-- Begin Material provided --

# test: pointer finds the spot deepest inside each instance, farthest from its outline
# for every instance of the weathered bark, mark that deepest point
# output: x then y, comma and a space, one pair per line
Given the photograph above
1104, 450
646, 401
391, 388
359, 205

-- End Material provided --

- Task objective
Rewrite the entries with "weathered bark" swapped for "cracked bark", keeping everything else the same.

- Solution
# test: pointer finds the spot deepest inside each instance, farthest from its outline
# for every instance of the cracked bark, mark that deepest point
# output: x then y, comma and a space, one pair per line
Given the photograph above
1104, 450
646, 401
391, 388
359, 205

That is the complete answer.